Data provided:

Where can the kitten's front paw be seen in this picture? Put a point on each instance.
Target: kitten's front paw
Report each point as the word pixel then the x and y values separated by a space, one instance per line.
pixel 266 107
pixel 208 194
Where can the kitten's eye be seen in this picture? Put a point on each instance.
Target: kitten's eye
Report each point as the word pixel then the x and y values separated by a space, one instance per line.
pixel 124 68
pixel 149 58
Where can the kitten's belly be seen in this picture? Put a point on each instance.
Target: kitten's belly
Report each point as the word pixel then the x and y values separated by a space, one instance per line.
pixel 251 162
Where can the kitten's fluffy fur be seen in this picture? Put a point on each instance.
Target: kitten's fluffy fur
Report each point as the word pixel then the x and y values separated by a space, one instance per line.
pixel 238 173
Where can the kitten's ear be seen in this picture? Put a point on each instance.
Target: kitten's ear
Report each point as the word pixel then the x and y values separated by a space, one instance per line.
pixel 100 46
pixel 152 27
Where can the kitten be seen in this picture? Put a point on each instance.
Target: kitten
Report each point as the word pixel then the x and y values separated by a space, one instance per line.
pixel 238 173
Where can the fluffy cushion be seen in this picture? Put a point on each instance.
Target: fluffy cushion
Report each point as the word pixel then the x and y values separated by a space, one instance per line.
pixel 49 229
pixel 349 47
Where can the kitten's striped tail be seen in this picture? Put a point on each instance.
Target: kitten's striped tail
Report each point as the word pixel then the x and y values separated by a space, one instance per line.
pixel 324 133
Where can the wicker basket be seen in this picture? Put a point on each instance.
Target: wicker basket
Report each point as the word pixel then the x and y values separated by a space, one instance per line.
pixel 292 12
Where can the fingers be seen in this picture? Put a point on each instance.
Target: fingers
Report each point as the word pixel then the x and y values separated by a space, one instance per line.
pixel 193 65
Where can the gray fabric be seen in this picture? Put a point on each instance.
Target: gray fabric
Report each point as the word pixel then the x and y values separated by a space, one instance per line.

The task: Please render every one of the items above as a numbered list, leaving out blank lines.

Final result:
1. Where can the kitten's front paw be seen in this picture? Put a point on each instance.
2. Target: kitten's front paw
3. Report each point as the word pixel then the x and y values separated by a space, one instance per line.
4. pixel 266 107
5. pixel 208 194
6. Where can the kitten's eye be seen in this picture? Put a point on each instance.
7. Target: kitten's eye
8. Report each point as the word pixel then the x and y values separated by a space, one instance per line.
9. pixel 124 68
10. pixel 149 58
11. Where can the kitten's belly be seen in this picture? Put a point on each instance.
12. Target: kitten's belly
13. Report each point as the word pixel then the x and y values separated by a space, one instance per line.
14. pixel 251 162
15. Where can the kitten's fluffy fur be seen in this picture? Put a point on each instance.
16. Target: kitten's fluffy fur
17. Report each point as the word pixel then the x and y values separated by a space, one instance per line.
18. pixel 238 173
19. Where can the kitten's ear be seen in this picture? Put a point on each instance.
20. Target: kitten's ear
21. Report each point as the word pixel then the x and y values separated by a space, one instance per line.
22. pixel 100 46
23. pixel 152 27
24. Where can the kitten be seen in this picture? Put a point on each instance.
25. Target: kitten
26. Report each point as the word pixel then the x and y values separated by a space, one instance per line.
27. pixel 238 173
28. Where can the fluffy cushion be seen in this picture? Put a point on each instance.
29. Target: fluffy cushion
30. Report each point as the word pixel then the x and y values separated by a space, one instance per line.
31. pixel 49 229
32. pixel 349 47
33. Where can the kitten's striped tail be seen in this picture? Put a point on each instance.
34. Target: kitten's striped tail
35. Report each point as the word pixel then the x and y values separated by a space, one instance per line.
36. pixel 324 133
37. Where can the wicker basket be seen in this picture? Put a point on each instance.
38. Target: wicker basket
39. Report each point as the word pixel then the x and y values separated by a space, one instance per line.
40. pixel 292 12
41. Where can the fingers be seen in this picture? Put a point on each instance.
42. Target: fingers
43. Report each point as the word pixel then the x and y values separated by a space, one instance per line.
44. pixel 193 65
45. Where can the gray fabric be seen in this picture? Put a point on each instance.
46. Target: gray fabric
47. Report each point as the word pixel then the x and y values separated by a space, one instance per line.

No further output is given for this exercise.